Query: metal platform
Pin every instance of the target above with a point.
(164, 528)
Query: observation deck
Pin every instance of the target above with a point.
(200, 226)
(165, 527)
+===+
Action item: In the material above, each line with the word "Query" should be copied.

Response for this exercise:
Query: metal platform
Query: observation deck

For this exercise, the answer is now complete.